**The task**
Please reproduce the part of the MY DISCO review word for word, starting with "One of the more" and going on through "of the trip.".

**Passage provided**
** BEGIN **

The Lead Review: Mat Colegate On MY DISCO’s Severe

Mat Colegate examines MY DISCO's experiments with psychedelic minimalism, as exemplified on their first new full length in five years

One of the more under-analysed aspects of the psychedelic experience is its stillness. For immeasurable seconds pin-prick details harden and gleam into focus, the hum in the head ceases and time and space contract into an unbroken unit of eternity. You’re staring into a moment that hangs multi-faceted in its singularity like a bunch of grapes on a vine. Able to be examined from all angles at leisure. To be seen into, outside of, throughout and around. It’s a silent and unbreakable eternity that is snatched away by the sudden intrusive roar of linearity – someone hands you a water pistol, a raucous peal of manic laughter – that brings you back to the sensate chaos of the trip.

"Under-analysed" as in not focussed on much by rock bands. Rock bands like the chaos of sensation, the grubby smear of wah-ed guitars blurring cause and effect, long hair tossed under hammering strobe lights, gloopy electronics mimicking the matings and separations of the blobs of the endless oil wheel. Mess and gushes of ecstasy, smears and splatters, so much Pollocks. Nothing wrong here, nothing bad, but this is accurate to a single trickle-down idea of what psychedelia is. A second, third, forth hand description photocopied from the note book of someone who was tripping, for fuck’s sake. Shorthand. Not the only way. To be taken with a grain of sand.

Indeed, looked at from this angle, it’s hard to think of a scene that has got psychedelia more wrong than rock music. These bejewelled moments are better represented by the still-life clamour of Steve Reich and Charlemagne Palestine, the weightless coo of Tara Jane O’Neil’s ‘Welcome’, Nick Drake’s ghastly ‘Pink Moon’, the paralysed and chattering black metal of Mord and Vardan. Music that starts from stillness and silence, that transcends through heading inwards instead of flailing out.

You’ll notice that few of the above are party starters. Enter MY DISCO. Enter Severe.

** END **

**Provided information**
** BEGIN **

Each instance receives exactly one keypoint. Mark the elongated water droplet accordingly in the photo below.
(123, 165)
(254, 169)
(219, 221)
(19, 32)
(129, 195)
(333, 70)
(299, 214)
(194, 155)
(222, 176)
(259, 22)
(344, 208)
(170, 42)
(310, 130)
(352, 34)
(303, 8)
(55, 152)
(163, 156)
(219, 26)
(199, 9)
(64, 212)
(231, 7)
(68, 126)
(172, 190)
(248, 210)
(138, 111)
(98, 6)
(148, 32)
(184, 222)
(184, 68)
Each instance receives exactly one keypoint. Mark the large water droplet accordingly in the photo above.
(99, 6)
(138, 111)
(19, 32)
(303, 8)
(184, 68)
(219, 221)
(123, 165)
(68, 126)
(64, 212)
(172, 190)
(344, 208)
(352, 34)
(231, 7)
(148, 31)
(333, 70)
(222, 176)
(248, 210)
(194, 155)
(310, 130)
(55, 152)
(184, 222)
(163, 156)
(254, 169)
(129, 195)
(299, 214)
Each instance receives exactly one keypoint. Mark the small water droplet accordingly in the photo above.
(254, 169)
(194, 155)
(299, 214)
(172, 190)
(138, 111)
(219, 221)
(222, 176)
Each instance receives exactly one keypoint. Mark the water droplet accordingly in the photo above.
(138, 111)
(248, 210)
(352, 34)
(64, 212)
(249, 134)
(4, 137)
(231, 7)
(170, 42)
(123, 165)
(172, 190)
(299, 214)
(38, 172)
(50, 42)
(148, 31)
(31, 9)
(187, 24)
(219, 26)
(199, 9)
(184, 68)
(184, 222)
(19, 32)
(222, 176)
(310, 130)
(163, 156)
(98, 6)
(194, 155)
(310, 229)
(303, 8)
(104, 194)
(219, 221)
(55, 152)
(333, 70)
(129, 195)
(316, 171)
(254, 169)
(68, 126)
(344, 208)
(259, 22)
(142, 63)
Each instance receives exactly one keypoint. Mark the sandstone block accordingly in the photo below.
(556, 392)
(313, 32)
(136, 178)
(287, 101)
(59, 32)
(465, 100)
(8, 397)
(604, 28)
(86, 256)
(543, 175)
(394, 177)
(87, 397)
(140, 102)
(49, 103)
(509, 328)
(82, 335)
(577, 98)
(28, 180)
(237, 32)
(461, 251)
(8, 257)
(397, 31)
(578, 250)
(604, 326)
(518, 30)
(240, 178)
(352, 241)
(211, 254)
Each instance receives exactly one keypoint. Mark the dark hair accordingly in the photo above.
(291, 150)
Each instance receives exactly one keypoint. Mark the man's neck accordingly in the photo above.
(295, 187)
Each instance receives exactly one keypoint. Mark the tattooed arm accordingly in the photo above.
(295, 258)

** END **

**Solution**
One of the more under-analysed aspects of the psychedelic experience is its stillness. For immeasurable seconds pin-prick details harden and gleam into focus, the hum in the head ceases and time and space contract into an unbroken unit of eternity. You’re staring into a moment that hangs multi-faceted in its singularity like a bunch of grapes on a vine. Able to be examined from all angles at leisure. To be seen into, outside of, throughout and around. It’s a silent and unbreakable eternity that is snatched away by the sudden intrusive roar of linearity – someone hands you a water pistol, a raucous peal of manic laughter – that brings you back to the sensate chaos of the trip.